Records for the exercise –
□ □ □ □

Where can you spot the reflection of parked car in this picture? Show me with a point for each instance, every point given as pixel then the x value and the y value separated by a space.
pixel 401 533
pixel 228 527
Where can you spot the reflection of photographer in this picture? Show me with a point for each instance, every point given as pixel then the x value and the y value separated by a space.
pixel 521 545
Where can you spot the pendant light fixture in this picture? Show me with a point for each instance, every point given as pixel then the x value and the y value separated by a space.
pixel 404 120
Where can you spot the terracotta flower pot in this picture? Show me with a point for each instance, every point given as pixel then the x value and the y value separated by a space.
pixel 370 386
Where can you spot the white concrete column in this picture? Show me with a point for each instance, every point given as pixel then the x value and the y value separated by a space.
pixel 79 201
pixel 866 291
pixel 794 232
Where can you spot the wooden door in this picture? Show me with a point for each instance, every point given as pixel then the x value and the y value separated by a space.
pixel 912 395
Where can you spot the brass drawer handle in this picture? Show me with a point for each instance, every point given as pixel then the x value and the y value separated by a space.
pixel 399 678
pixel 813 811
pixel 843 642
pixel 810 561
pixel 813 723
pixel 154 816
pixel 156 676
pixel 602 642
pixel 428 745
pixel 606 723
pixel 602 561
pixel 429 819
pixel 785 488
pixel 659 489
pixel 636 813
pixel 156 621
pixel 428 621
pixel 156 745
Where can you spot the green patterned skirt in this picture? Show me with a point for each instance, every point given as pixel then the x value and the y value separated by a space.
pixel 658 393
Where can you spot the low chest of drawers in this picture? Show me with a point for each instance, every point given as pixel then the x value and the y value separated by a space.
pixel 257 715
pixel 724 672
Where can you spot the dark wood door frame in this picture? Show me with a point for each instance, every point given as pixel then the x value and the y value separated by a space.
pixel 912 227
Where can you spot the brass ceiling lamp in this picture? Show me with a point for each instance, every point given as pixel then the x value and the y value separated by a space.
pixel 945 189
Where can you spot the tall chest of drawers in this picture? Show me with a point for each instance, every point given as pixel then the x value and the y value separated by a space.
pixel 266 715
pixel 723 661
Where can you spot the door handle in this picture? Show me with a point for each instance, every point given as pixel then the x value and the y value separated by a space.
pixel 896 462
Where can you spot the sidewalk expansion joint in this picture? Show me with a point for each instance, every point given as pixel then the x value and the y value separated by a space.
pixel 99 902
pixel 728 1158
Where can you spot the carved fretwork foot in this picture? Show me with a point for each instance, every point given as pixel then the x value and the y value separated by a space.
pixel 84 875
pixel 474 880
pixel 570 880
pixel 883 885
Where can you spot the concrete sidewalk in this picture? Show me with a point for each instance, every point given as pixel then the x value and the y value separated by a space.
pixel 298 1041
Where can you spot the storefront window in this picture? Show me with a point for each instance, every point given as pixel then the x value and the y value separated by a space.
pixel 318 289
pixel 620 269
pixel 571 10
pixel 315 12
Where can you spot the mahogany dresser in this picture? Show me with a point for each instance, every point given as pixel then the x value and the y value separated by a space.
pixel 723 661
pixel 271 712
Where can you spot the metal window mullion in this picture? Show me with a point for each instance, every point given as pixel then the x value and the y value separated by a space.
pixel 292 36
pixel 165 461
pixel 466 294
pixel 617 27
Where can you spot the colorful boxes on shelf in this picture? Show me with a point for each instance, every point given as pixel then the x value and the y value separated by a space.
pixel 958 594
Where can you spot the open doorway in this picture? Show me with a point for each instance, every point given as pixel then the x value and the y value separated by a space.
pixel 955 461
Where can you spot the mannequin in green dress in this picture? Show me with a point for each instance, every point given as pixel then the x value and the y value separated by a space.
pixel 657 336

□ □ □ □

What is needed – Rewrite every one of the entries above as a numbered list, one line per number, with no blank lines.

Correct response –
1. Where can you spot the reflection of parked car in this picture? Show me with a point for each instance, every point given as pixel then the x value and the y value separated by a space.
2. pixel 401 533
3. pixel 228 527
4. Where can you spot the reflection of photographer in this picture? Show me with a point for each instance, every point given as pixel then the x value and the y value separated by a space.
5. pixel 521 545
6. Where can you spot the pendant light fixture in this picture? Show me with a point for each instance, every point given as pixel then the x value and the y value separated by a space.
7. pixel 404 120
8. Where can you spot the terracotta flower pot in this picture? Show me with a point for each instance, every point given as pixel then the x value and the y value separated by a space.
9. pixel 370 386
10. Where can you spot the white concrete column in this picture? Show me with a point for each instance, every point given as pixel then the x value and the y value separated by a space.
11. pixel 79 201
12. pixel 866 291
13. pixel 794 232
14. Where can you spot the wooden door in this picture? Show me with a point for each instance, every point given as pixel then the x value and the y value separated by a space.
15. pixel 912 395
16. Where can you spot the brass drawer handle in this picture? Show me with a point for each instance, every point given as pixel then the x value and the y value separated by a space.
17. pixel 399 678
18. pixel 813 811
19. pixel 843 642
20. pixel 810 561
21. pixel 813 723
22. pixel 154 816
23. pixel 156 676
24. pixel 602 642
25. pixel 428 745
26. pixel 606 723
27. pixel 602 561
28. pixel 429 819
29. pixel 785 488
30. pixel 659 489
31. pixel 636 813
32. pixel 156 621
33. pixel 428 621
34. pixel 156 745
35. Where can you spot the green patterned skirt in this picture? Show me with a point for each instance, every point given as pixel then the x value and the y value separated by a space.
36. pixel 658 393
37. Where can you spot the low chest of drawers in this picture? Show me with a point for each instance, every point given as pixel then the x value and the y value separated by a space.
38. pixel 257 715
39. pixel 724 672
40. Where can you spot the dark wood door frame in this picture? Show me with a point for each instance, every point given as pixel then the x value and the y value separated by a space.
41. pixel 912 227
42. Where can you spot the brass ceiling lamp in this picture? Show me with a point for each instance, every point given as pixel then the x value and the y value separated by a space.
43. pixel 945 189
44. Where can you spot the tall chest of drawers in this picture? Show me with a point for each instance, every point given as pixel then the x value and the y value separated by a space.
45. pixel 266 715
46. pixel 723 661
47. Where can you spot the door handle in this picture? Show me with a point for each instance, every point given as pixel then the x value and the y value separated by a space.
48. pixel 896 462
49. Where can you spot the sidewalk expansion joint in this picture? Show me with a point for each instance, every point given as pixel then the x value and the y value separated by a space.
50. pixel 99 902
51. pixel 728 1158
52. Where can you spot the carved fretwork foot in this picture? Show me with a point for each instance, every point given as pixel then the x value and the y value separated by a space.
53. pixel 84 875
54. pixel 474 880
55. pixel 570 880
56. pixel 883 885
57. Where can you spot the concrete sidewalk in this picture? Show me with a point for each instance, every point given as pixel then the x value and the y value separated by a space.
58. pixel 298 1041
59. Where can you spot the storefront window in this picture? Show me with a point for each instance, every point given as pixel then the x value and the y value separated by a space.
60. pixel 318 289
61. pixel 620 269
62. pixel 571 10
63. pixel 315 12
64. Where can you spot the mahogany dresser in this picture? Show me with a point for each instance, every point given as pixel then the x value and the y value separated by a space.
65. pixel 723 661
66. pixel 271 712
67. Where can you spot the metal window mullion in this picture? Show me with a point for each instance, every point given as pixel then the x value and the y value separated by a space.
68. pixel 292 36
69. pixel 165 461
70. pixel 466 294
71. pixel 617 27
72. Where can you spot the colorful boxes on shelf in this picture? Show me with a point for each instance, every point given as pixel then the x value and the y value separated by a space.
73. pixel 958 594
74. Where can you spot the open doorway in this picture? Show me with a point for each instance, every point given as pixel then the x value and the y value separated by a space.
75. pixel 955 461
76. Where can you spot the mannequin in green dress in this picture? Show me with a point for each instance, every point given as pixel then the x value and the y value separated by a space.
77. pixel 657 336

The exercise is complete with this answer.